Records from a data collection
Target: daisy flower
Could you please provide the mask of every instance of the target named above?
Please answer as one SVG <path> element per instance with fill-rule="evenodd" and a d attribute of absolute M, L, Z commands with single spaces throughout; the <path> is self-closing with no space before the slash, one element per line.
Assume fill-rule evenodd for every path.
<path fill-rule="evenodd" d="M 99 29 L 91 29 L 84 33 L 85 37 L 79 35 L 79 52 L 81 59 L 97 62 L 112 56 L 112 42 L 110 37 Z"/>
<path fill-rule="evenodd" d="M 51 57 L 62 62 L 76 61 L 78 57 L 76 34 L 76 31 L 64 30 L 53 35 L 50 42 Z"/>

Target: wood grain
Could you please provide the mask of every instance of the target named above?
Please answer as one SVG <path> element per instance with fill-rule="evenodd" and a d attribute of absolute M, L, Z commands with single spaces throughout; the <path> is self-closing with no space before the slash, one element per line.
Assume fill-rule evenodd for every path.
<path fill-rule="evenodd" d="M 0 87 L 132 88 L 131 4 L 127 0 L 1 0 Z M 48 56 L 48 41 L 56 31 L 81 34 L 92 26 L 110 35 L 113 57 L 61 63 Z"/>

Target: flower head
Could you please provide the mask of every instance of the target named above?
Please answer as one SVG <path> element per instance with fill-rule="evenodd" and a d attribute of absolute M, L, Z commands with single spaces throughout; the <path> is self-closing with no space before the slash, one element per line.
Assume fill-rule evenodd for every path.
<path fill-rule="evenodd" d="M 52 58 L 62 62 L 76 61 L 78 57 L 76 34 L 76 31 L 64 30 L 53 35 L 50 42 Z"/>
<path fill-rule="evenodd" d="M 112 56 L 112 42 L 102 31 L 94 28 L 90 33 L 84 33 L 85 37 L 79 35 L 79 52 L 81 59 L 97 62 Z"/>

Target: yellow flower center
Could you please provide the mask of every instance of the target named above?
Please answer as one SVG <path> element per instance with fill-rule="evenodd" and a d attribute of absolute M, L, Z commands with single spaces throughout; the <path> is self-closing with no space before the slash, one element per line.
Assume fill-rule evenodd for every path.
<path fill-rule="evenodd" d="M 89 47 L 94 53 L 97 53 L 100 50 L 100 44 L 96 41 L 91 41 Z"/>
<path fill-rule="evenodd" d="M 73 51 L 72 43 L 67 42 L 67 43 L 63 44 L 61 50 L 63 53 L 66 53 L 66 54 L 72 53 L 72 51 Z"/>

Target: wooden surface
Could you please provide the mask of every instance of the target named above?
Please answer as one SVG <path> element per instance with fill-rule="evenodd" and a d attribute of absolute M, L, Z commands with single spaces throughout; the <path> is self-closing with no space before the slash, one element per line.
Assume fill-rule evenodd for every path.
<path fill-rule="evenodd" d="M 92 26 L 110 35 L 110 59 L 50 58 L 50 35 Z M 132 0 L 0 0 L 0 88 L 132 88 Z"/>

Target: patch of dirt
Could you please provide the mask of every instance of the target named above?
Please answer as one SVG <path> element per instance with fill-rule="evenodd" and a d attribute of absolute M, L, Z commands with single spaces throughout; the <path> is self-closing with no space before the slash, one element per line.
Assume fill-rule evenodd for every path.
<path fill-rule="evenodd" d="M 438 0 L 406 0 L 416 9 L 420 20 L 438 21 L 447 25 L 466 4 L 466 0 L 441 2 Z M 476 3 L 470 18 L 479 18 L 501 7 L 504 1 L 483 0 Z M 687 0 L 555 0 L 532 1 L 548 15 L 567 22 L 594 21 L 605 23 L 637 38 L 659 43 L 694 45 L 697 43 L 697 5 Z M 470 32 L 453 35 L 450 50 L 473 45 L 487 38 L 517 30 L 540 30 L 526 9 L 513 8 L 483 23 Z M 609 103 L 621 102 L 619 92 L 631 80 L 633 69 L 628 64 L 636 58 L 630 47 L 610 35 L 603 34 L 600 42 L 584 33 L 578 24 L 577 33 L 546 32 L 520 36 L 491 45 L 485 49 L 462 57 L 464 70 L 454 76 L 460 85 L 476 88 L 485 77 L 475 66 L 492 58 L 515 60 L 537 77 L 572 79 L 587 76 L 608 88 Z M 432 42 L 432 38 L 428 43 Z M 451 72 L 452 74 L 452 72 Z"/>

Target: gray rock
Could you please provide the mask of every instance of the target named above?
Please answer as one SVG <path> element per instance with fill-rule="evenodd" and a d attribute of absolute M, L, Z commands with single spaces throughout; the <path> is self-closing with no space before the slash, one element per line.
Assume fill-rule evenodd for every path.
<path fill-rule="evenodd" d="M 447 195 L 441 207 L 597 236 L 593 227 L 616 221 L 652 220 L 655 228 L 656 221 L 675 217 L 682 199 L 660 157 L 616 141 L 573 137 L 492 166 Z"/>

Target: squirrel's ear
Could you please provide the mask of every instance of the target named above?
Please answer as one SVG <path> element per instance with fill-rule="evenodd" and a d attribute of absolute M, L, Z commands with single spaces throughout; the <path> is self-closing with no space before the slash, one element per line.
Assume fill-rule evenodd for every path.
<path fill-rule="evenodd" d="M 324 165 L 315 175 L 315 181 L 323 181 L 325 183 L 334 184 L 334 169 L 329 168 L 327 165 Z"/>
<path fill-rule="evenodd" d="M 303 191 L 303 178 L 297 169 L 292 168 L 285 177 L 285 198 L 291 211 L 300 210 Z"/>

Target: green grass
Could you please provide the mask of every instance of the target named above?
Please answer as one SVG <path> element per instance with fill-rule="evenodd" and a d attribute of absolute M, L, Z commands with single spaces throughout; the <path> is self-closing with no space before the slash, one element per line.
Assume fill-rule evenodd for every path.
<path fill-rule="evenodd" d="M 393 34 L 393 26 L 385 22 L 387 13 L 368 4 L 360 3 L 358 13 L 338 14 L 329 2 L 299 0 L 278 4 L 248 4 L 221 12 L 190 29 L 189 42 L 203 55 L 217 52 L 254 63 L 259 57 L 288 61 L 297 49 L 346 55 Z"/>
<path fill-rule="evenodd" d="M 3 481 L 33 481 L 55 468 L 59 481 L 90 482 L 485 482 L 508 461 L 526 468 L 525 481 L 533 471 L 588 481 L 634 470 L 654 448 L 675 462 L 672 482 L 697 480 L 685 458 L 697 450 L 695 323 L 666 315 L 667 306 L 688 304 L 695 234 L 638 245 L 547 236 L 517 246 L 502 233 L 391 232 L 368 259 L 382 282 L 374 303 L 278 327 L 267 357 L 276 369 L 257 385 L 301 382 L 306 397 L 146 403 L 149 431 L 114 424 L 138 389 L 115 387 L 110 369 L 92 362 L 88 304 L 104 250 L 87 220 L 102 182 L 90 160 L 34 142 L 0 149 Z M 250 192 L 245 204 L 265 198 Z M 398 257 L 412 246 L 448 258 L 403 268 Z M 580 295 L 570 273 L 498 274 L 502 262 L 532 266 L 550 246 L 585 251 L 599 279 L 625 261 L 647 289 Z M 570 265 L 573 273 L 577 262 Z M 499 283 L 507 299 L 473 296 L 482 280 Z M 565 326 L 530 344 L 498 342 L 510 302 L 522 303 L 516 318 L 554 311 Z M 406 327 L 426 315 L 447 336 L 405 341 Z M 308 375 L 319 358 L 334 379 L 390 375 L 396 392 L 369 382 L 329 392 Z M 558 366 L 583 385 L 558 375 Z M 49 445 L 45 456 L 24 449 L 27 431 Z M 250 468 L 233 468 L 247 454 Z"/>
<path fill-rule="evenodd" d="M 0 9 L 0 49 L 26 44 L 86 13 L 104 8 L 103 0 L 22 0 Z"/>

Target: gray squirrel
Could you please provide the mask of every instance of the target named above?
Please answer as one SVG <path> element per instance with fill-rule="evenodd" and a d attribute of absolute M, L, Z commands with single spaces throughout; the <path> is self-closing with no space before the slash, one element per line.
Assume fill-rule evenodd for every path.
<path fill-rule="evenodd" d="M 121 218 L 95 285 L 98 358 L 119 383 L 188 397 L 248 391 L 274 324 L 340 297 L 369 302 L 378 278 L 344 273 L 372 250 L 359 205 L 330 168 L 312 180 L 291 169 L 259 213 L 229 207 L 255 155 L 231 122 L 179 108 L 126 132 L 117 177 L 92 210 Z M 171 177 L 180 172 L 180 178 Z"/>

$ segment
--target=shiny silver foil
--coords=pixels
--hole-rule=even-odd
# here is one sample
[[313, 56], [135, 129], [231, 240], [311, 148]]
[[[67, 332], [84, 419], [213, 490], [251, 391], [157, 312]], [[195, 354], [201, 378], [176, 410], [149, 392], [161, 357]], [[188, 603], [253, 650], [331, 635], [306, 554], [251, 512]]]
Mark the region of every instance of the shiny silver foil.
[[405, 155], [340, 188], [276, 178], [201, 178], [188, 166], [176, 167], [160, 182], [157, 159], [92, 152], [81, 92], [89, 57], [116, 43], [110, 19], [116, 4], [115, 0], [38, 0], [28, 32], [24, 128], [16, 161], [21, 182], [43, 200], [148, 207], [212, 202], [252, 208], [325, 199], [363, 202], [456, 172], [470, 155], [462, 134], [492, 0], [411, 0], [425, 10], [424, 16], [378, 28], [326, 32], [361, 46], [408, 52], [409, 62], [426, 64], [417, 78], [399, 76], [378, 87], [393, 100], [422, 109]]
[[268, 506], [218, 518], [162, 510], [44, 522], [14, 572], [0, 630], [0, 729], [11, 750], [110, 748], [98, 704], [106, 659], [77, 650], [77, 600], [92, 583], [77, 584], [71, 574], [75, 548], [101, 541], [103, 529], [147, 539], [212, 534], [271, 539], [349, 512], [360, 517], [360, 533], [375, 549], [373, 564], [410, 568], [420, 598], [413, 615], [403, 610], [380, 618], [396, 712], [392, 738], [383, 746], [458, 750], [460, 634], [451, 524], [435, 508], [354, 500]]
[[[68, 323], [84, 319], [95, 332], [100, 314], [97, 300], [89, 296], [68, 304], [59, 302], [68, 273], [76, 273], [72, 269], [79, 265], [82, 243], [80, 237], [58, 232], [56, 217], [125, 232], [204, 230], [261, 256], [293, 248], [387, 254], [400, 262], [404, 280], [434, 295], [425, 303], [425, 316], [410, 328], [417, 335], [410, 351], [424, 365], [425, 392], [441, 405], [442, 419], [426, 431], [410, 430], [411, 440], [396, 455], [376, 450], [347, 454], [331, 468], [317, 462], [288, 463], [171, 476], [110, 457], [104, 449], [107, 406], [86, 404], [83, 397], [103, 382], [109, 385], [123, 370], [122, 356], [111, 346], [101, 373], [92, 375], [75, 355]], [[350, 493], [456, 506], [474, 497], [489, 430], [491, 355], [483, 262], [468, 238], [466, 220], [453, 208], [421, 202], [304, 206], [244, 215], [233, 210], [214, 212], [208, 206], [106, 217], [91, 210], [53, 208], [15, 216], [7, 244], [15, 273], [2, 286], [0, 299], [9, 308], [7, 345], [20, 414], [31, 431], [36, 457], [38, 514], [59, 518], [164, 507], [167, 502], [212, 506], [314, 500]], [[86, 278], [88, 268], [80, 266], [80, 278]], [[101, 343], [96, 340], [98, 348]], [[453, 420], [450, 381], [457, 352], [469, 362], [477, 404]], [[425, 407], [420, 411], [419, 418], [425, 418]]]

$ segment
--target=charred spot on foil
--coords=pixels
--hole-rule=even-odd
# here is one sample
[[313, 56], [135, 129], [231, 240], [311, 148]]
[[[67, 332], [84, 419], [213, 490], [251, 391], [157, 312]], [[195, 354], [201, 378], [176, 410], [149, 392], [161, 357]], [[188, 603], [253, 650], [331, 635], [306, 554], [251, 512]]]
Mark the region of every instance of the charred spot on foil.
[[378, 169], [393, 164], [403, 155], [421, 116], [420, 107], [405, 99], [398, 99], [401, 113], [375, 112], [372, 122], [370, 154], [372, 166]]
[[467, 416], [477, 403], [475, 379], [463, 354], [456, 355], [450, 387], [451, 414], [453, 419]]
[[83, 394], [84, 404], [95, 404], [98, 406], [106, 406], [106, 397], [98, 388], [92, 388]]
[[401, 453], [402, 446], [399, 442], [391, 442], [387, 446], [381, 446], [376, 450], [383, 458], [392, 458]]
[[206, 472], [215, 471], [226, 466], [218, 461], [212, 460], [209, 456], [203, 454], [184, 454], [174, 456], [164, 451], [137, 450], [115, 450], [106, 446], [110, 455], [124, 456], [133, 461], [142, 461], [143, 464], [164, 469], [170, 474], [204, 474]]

*Requirements*
Reproduce every line of the records from the start through the line containing "87 L 132 88", requests included, and rescale each coordinate in the answer paths by multiplying it by 1.05 and rounding to a whole number, with halves rounded up.

*Task solution*
Target: daisy flower
Could you please provide the mask of every instance of the target named above?
Please answer as one SVG <path> element per instance with fill-rule="evenodd" and a d attribute of absolute M, L, Z commands with single spaces throughout; the <path> is self-closing with no space before the slash, one element per line.
Assume fill-rule evenodd for every path.
<path fill-rule="evenodd" d="M 104 30 L 96 30 L 88 35 L 89 39 L 83 37 L 83 55 L 85 62 L 102 65 L 118 59 L 118 44 L 116 39 Z"/>
<path fill-rule="evenodd" d="M 54 60 L 65 65 L 80 64 L 82 60 L 80 36 L 80 33 L 67 32 L 56 37 L 53 44 Z"/>

Target: wood grain
Could you please provide the mask of every instance of the target named above?
Please answer as one SVG <path> element per instance with fill-rule="evenodd" and a d attribute of absolute M, L, Z commands with single spaces throughout; the <path> is self-closing with no space before the slash, one element per line.
Assume fill-rule evenodd for every path.
<path fill-rule="evenodd" d="M 0 91 L 139 92 L 138 4 L 133 0 L 1 0 Z M 50 59 L 50 43 L 59 33 L 85 36 L 97 27 L 116 37 L 119 60 L 64 66 Z"/>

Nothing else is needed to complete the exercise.